● Document excerpt:
How the redevelopment of older buildings creates opportunities Featured

7:01pm EDT January 31, 2012
How the redevelopment of older buildings creates opportunities

In the Akron/Canton real estate market, what’s old is new again. Many companies have taken a chance on a redeveloped older building and turned bad news into a great opportunity.

“When Lockheed Martin decided to increase efficiency by selling its building in Akron and leasing back a smaller portion for its operations, it left a big hole,” says Terry Coyne, SIOR, CCIM, an executive vice president with Grubb & Ellis. “But that opened up space for other companies, and there are as many jobs in that building now as there were when Lockheed was the sole tenant.”

Other examples are everywhere. Canal Place is a 12-building complex in downtown Akron that used to be headquarters for The B.F. Goodrich Company. These buildings, originally built in the early 1900s, have been thoroughly updated and now house seven communications companies and three computer software firms. More people work there today than when the former tenant was at its peak.

When Rubbermaid left its facility in Canton, two Northeast Ohio companies filled the building right away.

Smart Business spoke with Coyne about how to take advantage of redevelopment and what to watch for when considering an older building.

● Problem to solve: Copy out the full article on redeveloping older buildings word for word.

Point localization data
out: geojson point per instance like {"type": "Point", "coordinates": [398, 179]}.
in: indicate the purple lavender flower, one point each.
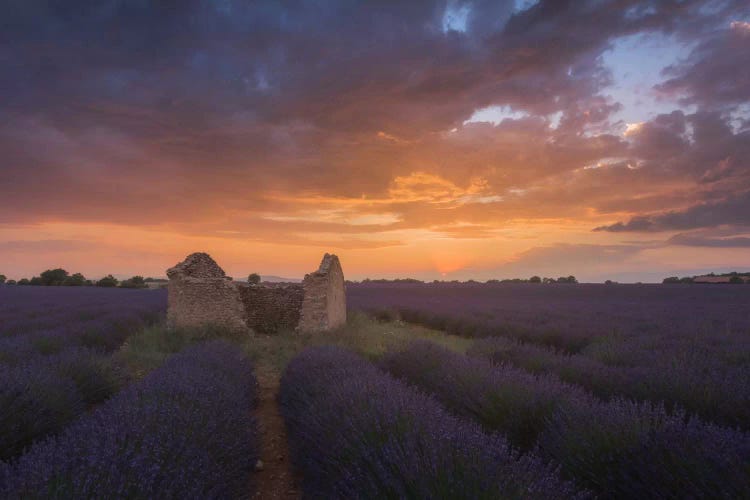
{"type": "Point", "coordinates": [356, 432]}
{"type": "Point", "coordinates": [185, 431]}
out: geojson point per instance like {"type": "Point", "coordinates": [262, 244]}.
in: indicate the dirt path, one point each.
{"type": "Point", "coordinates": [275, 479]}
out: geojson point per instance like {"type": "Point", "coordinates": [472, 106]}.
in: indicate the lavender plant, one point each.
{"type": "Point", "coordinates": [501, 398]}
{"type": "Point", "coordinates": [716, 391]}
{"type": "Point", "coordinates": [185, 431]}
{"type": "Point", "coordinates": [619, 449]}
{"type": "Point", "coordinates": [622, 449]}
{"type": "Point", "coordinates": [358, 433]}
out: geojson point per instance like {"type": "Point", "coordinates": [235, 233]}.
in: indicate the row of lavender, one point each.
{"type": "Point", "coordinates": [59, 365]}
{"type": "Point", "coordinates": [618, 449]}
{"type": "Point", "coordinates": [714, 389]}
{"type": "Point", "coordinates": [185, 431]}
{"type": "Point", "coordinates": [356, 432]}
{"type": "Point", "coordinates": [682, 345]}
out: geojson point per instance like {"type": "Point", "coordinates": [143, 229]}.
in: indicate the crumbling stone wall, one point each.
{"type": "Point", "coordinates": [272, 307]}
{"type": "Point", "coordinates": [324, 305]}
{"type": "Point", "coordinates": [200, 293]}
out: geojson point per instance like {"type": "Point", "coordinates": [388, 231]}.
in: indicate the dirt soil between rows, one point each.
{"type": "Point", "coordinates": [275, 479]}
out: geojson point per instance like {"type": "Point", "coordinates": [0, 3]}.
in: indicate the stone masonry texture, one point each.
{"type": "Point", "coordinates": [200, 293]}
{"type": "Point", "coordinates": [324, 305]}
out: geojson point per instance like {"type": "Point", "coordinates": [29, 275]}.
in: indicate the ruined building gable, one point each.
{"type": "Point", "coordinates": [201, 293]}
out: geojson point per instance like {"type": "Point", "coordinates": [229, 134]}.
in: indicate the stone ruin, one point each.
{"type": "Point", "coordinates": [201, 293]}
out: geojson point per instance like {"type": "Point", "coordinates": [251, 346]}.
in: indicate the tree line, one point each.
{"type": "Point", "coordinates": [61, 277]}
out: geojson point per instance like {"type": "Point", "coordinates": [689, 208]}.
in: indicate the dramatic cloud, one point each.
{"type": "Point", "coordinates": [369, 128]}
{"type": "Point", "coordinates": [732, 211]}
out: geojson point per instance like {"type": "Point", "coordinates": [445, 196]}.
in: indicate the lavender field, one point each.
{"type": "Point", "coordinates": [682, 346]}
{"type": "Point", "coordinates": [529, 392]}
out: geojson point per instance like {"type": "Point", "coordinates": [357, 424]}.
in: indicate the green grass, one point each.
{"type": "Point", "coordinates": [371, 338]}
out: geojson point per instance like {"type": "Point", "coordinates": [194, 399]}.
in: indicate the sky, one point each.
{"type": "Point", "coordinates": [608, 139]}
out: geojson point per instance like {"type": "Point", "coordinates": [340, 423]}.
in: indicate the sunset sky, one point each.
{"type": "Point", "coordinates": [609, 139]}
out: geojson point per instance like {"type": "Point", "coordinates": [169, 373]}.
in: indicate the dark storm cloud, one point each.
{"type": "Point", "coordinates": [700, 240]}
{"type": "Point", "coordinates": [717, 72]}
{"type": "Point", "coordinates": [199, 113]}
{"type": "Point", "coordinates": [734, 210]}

● The answer:
How the redevelopment of older buildings creates opportunities Featured

7:01pm EDT January 31, 2012
How the redevelopment of older buildings creates opportunities

In the Akron/Canton real estate market, what’s old is new again. Many companies have taken a chance on a redeveloped older building and turned bad news into a great opportunity.

“When Lockheed Martin decided to increase efficiency by selling its building in Akron and leasing back a smaller portion for its operations, it left a big hole,” says Terry Coyne, SIOR, CCIM, an executive vice president with Grubb & Ellis. “But that opened up space for other companies, and there are as many jobs in that building now as there were when Lockheed was the sole tenant.”

Other examples are everywhere. Canal Place is a 12-building complex in downtown Akron that used to be headquarters for The B.F. Goodrich Company. These buildings, originally built in the early 1900s, have been thoroughly updated and now house seven communications companies and three computer software firms. More people work there today than when the former tenant was at its peak.

When Rubbermaid left its facility in Canton, two Northeast Ohio companies filled the building right away.

Smart Business spoke with Coyne about how to take advantage of redevelopment and what to watch for when considering an older building.